(Data for processing)

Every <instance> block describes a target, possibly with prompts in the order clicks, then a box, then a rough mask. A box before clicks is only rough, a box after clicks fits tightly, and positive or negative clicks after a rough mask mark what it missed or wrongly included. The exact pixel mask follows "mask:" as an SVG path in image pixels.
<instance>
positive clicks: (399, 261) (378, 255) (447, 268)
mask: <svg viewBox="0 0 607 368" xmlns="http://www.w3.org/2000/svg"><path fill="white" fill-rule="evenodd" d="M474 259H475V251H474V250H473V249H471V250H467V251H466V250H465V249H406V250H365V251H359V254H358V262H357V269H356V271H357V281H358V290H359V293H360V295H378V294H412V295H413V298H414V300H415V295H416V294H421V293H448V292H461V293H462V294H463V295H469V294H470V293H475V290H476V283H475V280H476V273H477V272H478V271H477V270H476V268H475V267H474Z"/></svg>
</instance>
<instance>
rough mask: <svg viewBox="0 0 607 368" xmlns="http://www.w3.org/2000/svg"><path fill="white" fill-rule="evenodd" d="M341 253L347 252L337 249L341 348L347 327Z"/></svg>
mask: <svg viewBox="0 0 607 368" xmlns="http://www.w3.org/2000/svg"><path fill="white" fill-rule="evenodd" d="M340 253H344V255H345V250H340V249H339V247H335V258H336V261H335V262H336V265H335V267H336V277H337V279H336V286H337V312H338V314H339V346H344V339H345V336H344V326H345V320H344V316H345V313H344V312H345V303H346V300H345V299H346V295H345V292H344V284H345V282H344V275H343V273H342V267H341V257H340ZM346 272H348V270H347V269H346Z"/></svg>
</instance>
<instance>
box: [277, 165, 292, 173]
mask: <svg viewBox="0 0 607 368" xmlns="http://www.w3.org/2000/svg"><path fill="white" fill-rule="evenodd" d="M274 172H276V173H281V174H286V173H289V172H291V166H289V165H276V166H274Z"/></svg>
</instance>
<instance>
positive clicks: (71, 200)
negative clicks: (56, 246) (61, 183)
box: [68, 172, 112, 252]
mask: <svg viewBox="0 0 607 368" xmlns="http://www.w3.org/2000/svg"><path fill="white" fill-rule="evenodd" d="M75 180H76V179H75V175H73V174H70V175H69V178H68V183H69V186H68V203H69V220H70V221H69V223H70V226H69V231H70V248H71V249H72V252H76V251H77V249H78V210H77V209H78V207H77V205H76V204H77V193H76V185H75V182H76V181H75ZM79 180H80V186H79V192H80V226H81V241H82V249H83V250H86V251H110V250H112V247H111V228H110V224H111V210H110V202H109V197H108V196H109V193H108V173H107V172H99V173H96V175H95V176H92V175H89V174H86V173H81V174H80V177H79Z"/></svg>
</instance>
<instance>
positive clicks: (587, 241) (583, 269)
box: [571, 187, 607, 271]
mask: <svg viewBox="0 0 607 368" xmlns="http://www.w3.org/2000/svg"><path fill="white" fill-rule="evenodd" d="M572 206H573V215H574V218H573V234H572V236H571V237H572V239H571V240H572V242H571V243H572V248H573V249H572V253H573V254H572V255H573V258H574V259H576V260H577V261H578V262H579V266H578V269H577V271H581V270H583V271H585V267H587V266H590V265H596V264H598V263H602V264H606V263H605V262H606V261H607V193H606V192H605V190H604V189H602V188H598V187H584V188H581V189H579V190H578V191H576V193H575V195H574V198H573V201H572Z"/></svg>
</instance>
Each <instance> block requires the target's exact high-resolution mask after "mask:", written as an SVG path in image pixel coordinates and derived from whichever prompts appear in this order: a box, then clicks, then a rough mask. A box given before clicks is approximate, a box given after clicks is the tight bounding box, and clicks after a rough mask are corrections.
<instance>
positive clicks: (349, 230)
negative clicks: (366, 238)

(End Data for processing)

◆ **Try it**
In the answer, every line above should be retyped exactly.

◆ **Answer for this exercise**
Every <instance> block describes a target, possibly with prompts in the order clicks, then a box, then a rough mask. A box before clicks is only rough, a box after clicks fits tightly, and positive or negative clicks after a rough mask mark what it missed or wrongly included. The exact pixel mask follows "mask:" as an SVG path in image pixels.
<instance>
positive clicks: (399, 261) (378, 255) (447, 268)
mask: <svg viewBox="0 0 607 368" xmlns="http://www.w3.org/2000/svg"><path fill="white" fill-rule="evenodd" d="M474 259H475V251H474V250H473V249H471V250H467V251H466V250H465V249H406V250H365V251H359V254H358V262H357V269H356V271H357V281H358V290H359V293H360V295H378V294H412V295H413V298H414V300H415V295H416V294H421V293H448V292H461V293H462V294H463V295H469V294H470V293H475V290H476V283H475V280H476V273H477V272H478V271H477V270H476V268H475V267H474Z"/></svg>
</instance>
<instance>
rough mask: <svg viewBox="0 0 607 368" xmlns="http://www.w3.org/2000/svg"><path fill="white" fill-rule="evenodd" d="M341 253L347 252L337 249L341 348L347 327Z"/></svg>
mask: <svg viewBox="0 0 607 368" xmlns="http://www.w3.org/2000/svg"><path fill="white" fill-rule="evenodd" d="M340 253H344V255H345V250H340V249H339V247H335V258H336V261H335V262H336V265H335V267H336V277H337V279H336V286H337V312H338V314H339V346H344V339H345V336H344V326H345V320H344V316H345V313H344V312H345V303H346V300H345V299H346V295H345V292H344V284H345V282H344V275H343V273H342V267H341V257H340ZM346 272H348V270H347V269H346Z"/></svg>
</instance>
<instance>
box: [277, 165, 292, 173]
mask: <svg viewBox="0 0 607 368" xmlns="http://www.w3.org/2000/svg"><path fill="white" fill-rule="evenodd" d="M274 172H276V173H281V174H286V173H289V172H291V166H289V165H276V166H274Z"/></svg>
</instance>
<instance>
positive clicks: (71, 200)
negative clicks: (56, 246) (61, 183)
box: [68, 172, 112, 252]
mask: <svg viewBox="0 0 607 368" xmlns="http://www.w3.org/2000/svg"><path fill="white" fill-rule="evenodd" d="M75 180H76V179H75V175H73V174H70V175H69V178H68V183H69V186H68V203H69V220H70V221H69V223H70V226H69V231H70V248H71V249H72V252H76V251H77V249H78V210H77V209H78V207H77V205H76V204H77V193H76V185H75V182H76V181H75ZM79 180H80V186H79V192H80V226H81V241H82V249H83V250H86V251H110V250H112V247H111V228H110V224H111V210H110V202H109V197H108V196H109V193H108V173H107V172H99V173H96V175H95V176H92V175H89V174H86V173H81V174H80V177H79Z"/></svg>
</instance>
<instance>
positive clicks: (587, 241) (583, 269)
box: [571, 187, 607, 271]
mask: <svg viewBox="0 0 607 368" xmlns="http://www.w3.org/2000/svg"><path fill="white" fill-rule="evenodd" d="M572 206H573V215H574V218H573V234H572V236H571V237H572V239H571V240H572V242H571V243H572V248H573V249H572V253H573V254H572V255H573V258H574V259H576V260H577V261H578V262H579V266H578V269H577V271H581V270H583V271H585V267H587V266H590V265H596V264H598V263H602V264H606V263H605V262H606V261H607V193H606V192H605V190H604V189H602V188H598V187H584V188H581V189H579V190H578V191H576V193H575V195H574V198H573V201H572Z"/></svg>
</instance>
Each <instance> block requires the target's exact high-resolution mask after "mask:", written as an SVG path in image pixel coordinates and derived from whichever prompts appear in this order: a box, then clicks, then a rough mask. A box given before clicks is approximate, a box given after clicks is the tight bounding box, and clicks after a rough mask are corrections.
<instance>
positive clicks: (349, 230)
negative clicks: (366, 238)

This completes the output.